WHAT THE EXERCISE ASKS: Rewrite the passage of the caregiving text that opens with the words "When someone is" and closes with "and financial challenges.", putting "honor" in place of "privilege".

-------- TEXT SHOWN

When someone is dying, family members and other loved ones are suddenly thrust into the role of caregiver, often with little preparation or knowledge of what to expect. According to the Associated Press-NORC Center’s Long-Term Caregiving Poll, nearly 40 percent of Americans are providing long-term care to an older family member or friend. Caregivers include 59 percent women, 41 percent men, with older caregivers likely to be caring for a parent or spouse, and those under 40 likely to be caring for a grandparent or friend.
You may consider caring for a loved one to be your duty or even a privilege, but no matter how gratifying it might feel, caregiving can be difficult work, both emotionally and physically. Many caregivers struggle with guilt, anger, anxiety and sadness as they strain from constant physical, emotional and financial challenges.
As caregiving responsibilities increase, they may find less time to take care of themselves, resulting in neglect of their own health that can result in not eating or sleeping well. Over time, caregivers can experience exhaustion and burnout or their own debilitating illness. Hospice is aware of the toll caring can take on the caregiver and family and helps address many of these issues by supporting patients and their first-time caregivers.

----------------
-------- EXTRACTED MATERIAL

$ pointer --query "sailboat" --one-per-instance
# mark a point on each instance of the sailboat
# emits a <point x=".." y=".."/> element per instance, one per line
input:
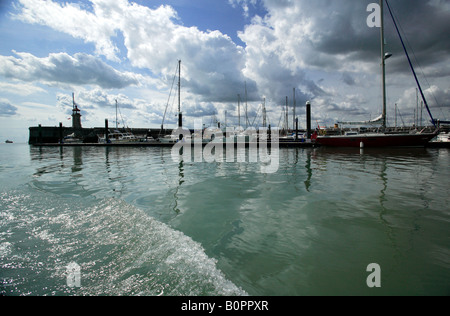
<point x="172" y="139"/>
<point x="382" y="138"/>
<point x="116" y="136"/>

----------------

WRITTEN ANSWER:
When someone is dying, family members and other loved ones are suddenly thrust into the role of caregiver, often with little preparation or knowledge of what to expect. According to the Associated Press-NORC Center’s Long-Term Caregiving Poll, nearly 40 percent of Americans are providing long-term care to an older family member or friend. Caregivers include 59 percent women, 41 percent men, with older caregivers likely to be caring for a parent or spouse, and those under 40 likely to be caring for a grandparent or friend.
You may consider caring for a loved one to be your duty or even a honor, but no matter how gratifying it might feel, caregiving can be difficult work, both emotionally and physically. Many caregivers struggle with guilt, anger, anxiety and sadness as they strain from constant physical, emotional and financial challenges.